EXCERPTED TEXT:
================================

Aesop Rock drops politics from his new album and rehearses like a madman

:: Aesop Rock :: Black Sheep :: October 17 :: Cervantes :: October 18 :: Fox Theatre :: October 19 :: Aggie Theatre :: October 20 ::


By Mike Scales
“It is far too easy to hate on something because pop culture has watered it down,” wrote Definitive Jux label rapper Aesop Rock in a recent URB magazine article. “To entirely dismiss hip-hop as being ‘dead’ is a little like saying elephants are dead because they are no longer armored and used in battles like they were in 16th Century India.” No truer words have been written in the defense of hip-hop culture and the underground innovators who constantly strive to explore the possibilities of this young genre.
Case in point: From the first few seconds of “None Shall Pass,” the title track from Aesop Rock’s new highly-anticipated LP, it’s clear that his vision of the art form is more vital and alive than that which was displayed in any of his previous output. The song’s subtle techno thump, spacey keys and guitar with shuffling hi-hats, sounds almost otherworldly, as does the rapper’s frenetic delivery. On the phone with The Marquee from his new San Francisco abode, Aesop discussed the direction of his new material, the upcoming None Shall Pass Tour and all the painstaking crap in between.

================================

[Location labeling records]
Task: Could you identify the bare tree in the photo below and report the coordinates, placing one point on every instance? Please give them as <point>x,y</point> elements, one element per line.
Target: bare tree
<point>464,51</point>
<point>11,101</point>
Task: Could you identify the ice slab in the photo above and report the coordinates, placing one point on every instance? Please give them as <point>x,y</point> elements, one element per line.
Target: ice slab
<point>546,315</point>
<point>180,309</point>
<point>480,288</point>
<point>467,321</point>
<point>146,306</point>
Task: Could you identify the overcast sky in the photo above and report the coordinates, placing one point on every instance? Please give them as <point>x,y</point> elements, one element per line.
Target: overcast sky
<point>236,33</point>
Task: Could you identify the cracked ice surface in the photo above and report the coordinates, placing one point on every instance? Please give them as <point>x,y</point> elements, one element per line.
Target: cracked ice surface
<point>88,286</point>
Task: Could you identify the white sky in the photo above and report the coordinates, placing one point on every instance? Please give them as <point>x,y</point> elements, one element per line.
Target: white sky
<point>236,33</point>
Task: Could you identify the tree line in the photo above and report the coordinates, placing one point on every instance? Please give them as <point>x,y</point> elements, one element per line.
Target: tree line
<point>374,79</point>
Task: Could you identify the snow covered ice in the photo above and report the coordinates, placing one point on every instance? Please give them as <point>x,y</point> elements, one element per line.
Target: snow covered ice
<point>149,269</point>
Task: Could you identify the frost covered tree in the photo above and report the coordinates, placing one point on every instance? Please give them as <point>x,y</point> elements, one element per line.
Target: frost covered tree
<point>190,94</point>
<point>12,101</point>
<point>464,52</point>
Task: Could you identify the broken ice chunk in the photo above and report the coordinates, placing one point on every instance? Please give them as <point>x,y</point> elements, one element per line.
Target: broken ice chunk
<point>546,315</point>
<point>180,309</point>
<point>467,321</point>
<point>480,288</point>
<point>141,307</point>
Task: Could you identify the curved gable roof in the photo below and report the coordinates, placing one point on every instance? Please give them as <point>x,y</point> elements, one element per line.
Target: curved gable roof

================================

EXERCISES:
**A.** Answer these from the Aesop Rock article:
(i) In which magazine did Aesop Rock's quoted remarks about hip-hop appear?
(ii) What is the title track of his new LP?
(iii) In what city is his new home?
**B.** Please carry on the Aesop Rock article from its last sentence.
The location labeling material stands apart from the Aesop Rock article.

ANSWERS FOR THE EXERCISE:
**A.**
(i) URB
(ii) "None Shall Pass"
(iii) San Francisco

**B.**
“Recording Bazooka Tooth in New York after 9/11, it was hard to avoid the political issues being talked about everywhere, all the time,” confessed the rapper of his 2003 Def Jux full-length. “That definitely had an effect on the vibe of that record.” Four years later, as war continues to rage in Iraq, Aesop felt that a musical change of pace was somewhat inevitable. “It’s funny, ’cause I’ve almost become numb to the war at this point and some of the political rap out there just sounds like rappers are preaching and talking at you. I’ve tried to steer clear of that this time around by making a record that’s more of an escape and telling stories you can get lost in. I just don’t want [politics]in my music at this point,” he said.
A perfect example of this new direction is the song “Fumes,” a track about a relationship plagued by drugs, that was over a year in the making. “All I had was this great bass line and one verse of lyrics,” said Aesop. “The beat was kind of repetitive, though, and I ended up dropping it until about a year-and-a-half later. At that point, [producer]Blockhead came through and we decided to finish the story and completely pick the beat apart and try to make something epic.”
With None Shall Pass in the bag and the subsequent tour pending, Aesop’s days are mostly filled with rehearsal and promotion, which basically means his schedule already has him crisscrossing the country. “We’ve been rehearsing for the tour in New York,” he said, “so I went from there to L.A., where we shot the [horror/zombie-themed] video for ‘Coffee,’ back to New York for rehearsal, came home again for the [NSP album artist] Jeremy Fish art opening, then back to New York again for more rehearsals.”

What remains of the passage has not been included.